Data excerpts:
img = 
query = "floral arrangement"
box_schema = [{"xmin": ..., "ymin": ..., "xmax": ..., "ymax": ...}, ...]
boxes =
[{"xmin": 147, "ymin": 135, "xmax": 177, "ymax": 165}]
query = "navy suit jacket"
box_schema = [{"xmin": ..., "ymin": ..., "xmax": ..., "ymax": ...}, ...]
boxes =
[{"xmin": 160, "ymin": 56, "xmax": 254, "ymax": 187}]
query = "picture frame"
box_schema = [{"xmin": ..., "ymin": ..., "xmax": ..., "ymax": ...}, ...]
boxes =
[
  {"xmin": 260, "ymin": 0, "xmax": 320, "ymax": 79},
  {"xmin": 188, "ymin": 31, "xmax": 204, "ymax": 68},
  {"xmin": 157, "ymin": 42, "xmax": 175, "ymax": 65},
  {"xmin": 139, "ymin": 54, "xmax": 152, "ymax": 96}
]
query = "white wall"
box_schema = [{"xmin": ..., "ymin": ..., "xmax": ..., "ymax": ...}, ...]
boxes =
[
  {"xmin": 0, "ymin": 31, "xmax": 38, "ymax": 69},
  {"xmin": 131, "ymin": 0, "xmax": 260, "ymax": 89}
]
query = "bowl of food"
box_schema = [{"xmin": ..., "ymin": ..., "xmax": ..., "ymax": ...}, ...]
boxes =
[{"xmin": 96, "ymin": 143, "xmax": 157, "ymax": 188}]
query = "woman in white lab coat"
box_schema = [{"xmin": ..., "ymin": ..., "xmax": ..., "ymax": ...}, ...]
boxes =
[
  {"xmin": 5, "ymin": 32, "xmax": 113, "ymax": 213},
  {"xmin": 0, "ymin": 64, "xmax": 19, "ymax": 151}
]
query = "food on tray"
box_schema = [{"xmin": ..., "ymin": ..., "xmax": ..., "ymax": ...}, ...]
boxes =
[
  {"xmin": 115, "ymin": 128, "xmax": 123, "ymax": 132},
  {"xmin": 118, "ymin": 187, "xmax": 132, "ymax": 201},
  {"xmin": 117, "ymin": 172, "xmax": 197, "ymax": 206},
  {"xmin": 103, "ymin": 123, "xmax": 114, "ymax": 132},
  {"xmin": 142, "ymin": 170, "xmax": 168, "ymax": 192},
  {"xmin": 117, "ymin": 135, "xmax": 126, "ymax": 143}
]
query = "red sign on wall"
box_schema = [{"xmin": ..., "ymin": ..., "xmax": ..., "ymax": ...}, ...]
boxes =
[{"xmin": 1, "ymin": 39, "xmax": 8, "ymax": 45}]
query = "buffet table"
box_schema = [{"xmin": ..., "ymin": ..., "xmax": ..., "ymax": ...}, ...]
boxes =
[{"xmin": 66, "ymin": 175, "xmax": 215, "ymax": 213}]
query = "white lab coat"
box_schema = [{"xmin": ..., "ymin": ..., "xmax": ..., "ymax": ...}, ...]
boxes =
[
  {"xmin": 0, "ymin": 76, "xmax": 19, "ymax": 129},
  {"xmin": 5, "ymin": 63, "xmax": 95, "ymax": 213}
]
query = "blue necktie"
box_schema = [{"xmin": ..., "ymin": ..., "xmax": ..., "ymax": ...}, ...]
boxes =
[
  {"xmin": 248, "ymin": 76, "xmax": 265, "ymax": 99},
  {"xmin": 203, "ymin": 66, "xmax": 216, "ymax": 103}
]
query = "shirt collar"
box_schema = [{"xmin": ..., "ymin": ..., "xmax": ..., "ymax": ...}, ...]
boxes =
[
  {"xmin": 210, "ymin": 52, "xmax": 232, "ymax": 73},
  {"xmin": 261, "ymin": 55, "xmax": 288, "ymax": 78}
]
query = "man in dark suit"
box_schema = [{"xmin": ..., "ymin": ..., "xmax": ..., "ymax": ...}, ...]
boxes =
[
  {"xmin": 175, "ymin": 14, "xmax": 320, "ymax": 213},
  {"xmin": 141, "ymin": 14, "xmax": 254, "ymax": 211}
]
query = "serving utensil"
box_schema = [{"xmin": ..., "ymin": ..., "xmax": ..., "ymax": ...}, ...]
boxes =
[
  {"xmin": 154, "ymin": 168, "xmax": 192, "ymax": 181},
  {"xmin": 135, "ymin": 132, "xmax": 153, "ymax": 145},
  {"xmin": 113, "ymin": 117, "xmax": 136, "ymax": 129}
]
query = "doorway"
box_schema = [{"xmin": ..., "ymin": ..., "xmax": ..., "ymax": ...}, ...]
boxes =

#### REQUIRED ACTION:
An exact copy of the data, with every line intact, is the required answer.

#### SOLVED EXERCISE:
img = 
query = "floral arrangement"
box_schema = [{"xmin": ..., "ymin": ..., "xmax": ..., "ymax": ...}, ...]
boxes =
[{"xmin": 147, "ymin": 135, "xmax": 177, "ymax": 165}]
query = "navy suit jacket"
box_schema = [{"xmin": ..., "ymin": ..., "xmax": ..., "ymax": ...}, ...]
boxes =
[{"xmin": 160, "ymin": 56, "xmax": 254, "ymax": 187}]
query = "picture frame"
box_schema = [{"xmin": ..., "ymin": ..., "xmax": ..., "ymax": ...}, ...]
boxes =
[
  {"xmin": 260, "ymin": 0, "xmax": 320, "ymax": 79},
  {"xmin": 188, "ymin": 31, "xmax": 204, "ymax": 68},
  {"xmin": 157, "ymin": 42, "xmax": 175, "ymax": 65},
  {"xmin": 139, "ymin": 54, "xmax": 152, "ymax": 96}
]
query = "white wall"
box_schema = [{"xmin": ..., "ymin": ..., "xmax": ..., "ymax": ...}, ...]
boxes =
[
  {"xmin": 0, "ymin": 31, "xmax": 38, "ymax": 69},
  {"xmin": 131, "ymin": 0, "xmax": 260, "ymax": 89}
]
query = "bowl of food"
box_schema = [{"xmin": ..., "ymin": ..., "xmax": ..., "ymax": ...}, ...]
boxes =
[{"xmin": 96, "ymin": 143, "xmax": 157, "ymax": 188}]
query = "woman in white lab coat"
box_schema = [{"xmin": ..., "ymin": ..., "xmax": ..., "ymax": ...}, ...]
boxes =
[
  {"xmin": 5, "ymin": 32, "xmax": 113, "ymax": 213},
  {"xmin": 0, "ymin": 64, "xmax": 19, "ymax": 151}
]
query = "food on tray"
box_schema = [{"xmin": ..., "ymin": ..., "xmax": ..., "ymax": ...}, ...]
boxes =
[
  {"xmin": 115, "ymin": 128, "xmax": 123, "ymax": 132},
  {"xmin": 118, "ymin": 187, "xmax": 132, "ymax": 201},
  {"xmin": 117, "ymin": 172, "xmax": 197, "ymax": 206},
  {"xmin": 103, "ymin": 123, "xmax": 114, "ymax": 132},
  {"xmin": 142, "ymin": 170, "xmax": 168, "ymax": 192},
  {"xmin": 117, "ymin": 135, "xmax": 126, "ymax": 143}
]
query = "red sign on wall"
box_schema = [{"xmin": ..., "ymin": ..., "xmax": ..., "ymax": ...}, ...]
boxes =
[{"xmin": 1, "ymin": 39, "xmax": 8, "ymax": 45}]
query = "buffet table"
box_schema = [{"xmin": ..., "ymin": ..., "xmax": ..., "ymax": ...}, ...]
boxes =
[{"xmin": 66, "ymin": 175, "xmax": 215, "ymax": 213}]
query = "white lab coat"
box_schema = [{"xmin": ..., "ymin": ..., "xmax": ..., "ymax": ...}, ...]
boxes =
[
  {"xmin": 0, "ymin": 76, "xmax": 19, "ymax": 129},
  {"xmin": 5, "ymin": 63, "xmax": 95, "ymax": 213}
]
query = "blue necktie"
box_schema = [{"xmin": ..., "ymin": ..., "xmax": ..., "ymax": ...}, ...]
boxes =
[
  {"xmin": 248, "ymin": 76, "xmax": 265, "ymax": 99},
  {"xmin": 203, "ymin": 66, "xmax": 216, "ymax": 103}
]
query = "shirt collar"
box_schema = [{"xmin": ..., "ymin": ..., "xmax": ..., "ymax": ...}, ...]
boxes =
[
  {"xmin": 210, "ymin": 52, "xmax": 232, "ymax": 73},
  {"xmin": 261, "ymin": 55, "xmax": 288, "ymax": 78}
]
query = "man in dark suit"
box_schema = [{"xmin": ..., "ymin": ..., "xmax": ..., "ymax": ...}, ...]
boxes =
[
  {"xmin": 175, "ymin": 14, "xmax": 320, "ymax": 213},
  {"xmin": 141, "ymin": 14, "xmax": 254, "ymax": 211}
]
query = "serving utensil"
box_schema = [{"xmin": ..., "ymin": ..., "xmax": ..., "ymax": ...}, ...]
boxes =
[
  {"xmin": 154, "ymin": 168, "xmax": 192, "ymax": 181},
  {"xmin": 135, "ymin": 132, "xmax": 153, "ymax": 145},
  {"xmin": 113, "ymin": 117, "xmax": 136, "ymax": 129}
]
query = "doorway"
box_schema = [{"xmin": ..., "ymin": ..., "xmax": ..., "ymax": ...}, ...]
boxes =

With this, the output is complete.